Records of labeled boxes
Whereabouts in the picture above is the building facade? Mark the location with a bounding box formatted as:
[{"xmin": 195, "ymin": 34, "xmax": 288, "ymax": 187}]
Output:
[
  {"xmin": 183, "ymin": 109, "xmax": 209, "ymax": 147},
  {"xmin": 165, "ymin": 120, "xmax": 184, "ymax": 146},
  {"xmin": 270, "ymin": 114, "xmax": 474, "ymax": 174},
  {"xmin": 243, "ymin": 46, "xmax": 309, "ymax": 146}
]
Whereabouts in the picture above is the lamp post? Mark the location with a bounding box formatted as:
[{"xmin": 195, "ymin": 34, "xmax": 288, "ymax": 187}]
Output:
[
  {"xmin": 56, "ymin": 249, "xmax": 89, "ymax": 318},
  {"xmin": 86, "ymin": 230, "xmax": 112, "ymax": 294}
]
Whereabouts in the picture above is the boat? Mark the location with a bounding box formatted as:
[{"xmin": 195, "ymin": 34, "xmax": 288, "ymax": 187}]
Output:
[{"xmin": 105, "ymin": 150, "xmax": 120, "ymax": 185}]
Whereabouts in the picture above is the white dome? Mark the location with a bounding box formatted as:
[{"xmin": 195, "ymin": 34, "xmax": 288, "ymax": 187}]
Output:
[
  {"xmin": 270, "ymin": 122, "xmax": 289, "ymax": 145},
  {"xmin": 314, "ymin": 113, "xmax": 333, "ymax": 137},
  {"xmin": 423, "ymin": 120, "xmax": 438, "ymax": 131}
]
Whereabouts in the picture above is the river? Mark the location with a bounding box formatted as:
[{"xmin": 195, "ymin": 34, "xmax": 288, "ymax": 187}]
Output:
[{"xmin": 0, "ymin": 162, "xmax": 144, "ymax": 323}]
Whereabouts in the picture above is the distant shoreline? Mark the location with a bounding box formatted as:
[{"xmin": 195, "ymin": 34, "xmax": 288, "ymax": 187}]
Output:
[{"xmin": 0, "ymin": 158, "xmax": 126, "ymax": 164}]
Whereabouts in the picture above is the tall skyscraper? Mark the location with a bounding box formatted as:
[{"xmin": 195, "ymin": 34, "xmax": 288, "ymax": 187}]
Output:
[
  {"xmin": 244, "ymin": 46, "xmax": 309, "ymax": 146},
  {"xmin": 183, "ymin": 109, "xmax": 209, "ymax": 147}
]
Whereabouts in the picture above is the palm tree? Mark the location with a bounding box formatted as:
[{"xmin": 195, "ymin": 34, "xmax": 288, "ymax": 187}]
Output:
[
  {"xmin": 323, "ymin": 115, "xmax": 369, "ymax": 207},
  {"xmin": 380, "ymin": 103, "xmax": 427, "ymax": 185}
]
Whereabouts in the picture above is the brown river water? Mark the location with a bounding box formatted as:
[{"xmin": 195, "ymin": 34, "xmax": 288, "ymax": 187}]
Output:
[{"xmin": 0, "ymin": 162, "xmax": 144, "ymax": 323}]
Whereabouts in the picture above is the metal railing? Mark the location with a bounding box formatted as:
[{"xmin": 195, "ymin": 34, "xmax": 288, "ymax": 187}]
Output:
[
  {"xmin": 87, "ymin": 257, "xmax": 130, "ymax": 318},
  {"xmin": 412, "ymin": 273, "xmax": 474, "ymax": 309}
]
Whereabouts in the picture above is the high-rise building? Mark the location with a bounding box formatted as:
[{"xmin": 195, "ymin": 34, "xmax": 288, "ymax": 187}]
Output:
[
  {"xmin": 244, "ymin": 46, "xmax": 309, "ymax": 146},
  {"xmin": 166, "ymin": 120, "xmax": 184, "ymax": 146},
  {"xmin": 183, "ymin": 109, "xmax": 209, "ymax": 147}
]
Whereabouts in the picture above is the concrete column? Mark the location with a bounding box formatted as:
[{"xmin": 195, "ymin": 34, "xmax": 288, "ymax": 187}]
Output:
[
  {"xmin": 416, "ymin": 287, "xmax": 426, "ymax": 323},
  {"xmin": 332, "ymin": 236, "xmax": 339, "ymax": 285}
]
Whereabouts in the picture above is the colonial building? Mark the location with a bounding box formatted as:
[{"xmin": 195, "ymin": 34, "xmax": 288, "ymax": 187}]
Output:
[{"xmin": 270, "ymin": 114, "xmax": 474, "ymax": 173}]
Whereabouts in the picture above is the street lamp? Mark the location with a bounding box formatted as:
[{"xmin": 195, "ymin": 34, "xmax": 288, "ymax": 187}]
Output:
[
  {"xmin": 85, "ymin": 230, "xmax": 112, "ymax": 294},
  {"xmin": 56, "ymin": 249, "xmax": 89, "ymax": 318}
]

## WORK TO DO
Return each line above that contains the string "river". Case matters.

## OUTPUT
Whereabouts in the picture above is the river? Mark the location with a bounding box formatted as:
Whereabouts in the picture above is the brown river water? Mark the location with a bounding box formatted as:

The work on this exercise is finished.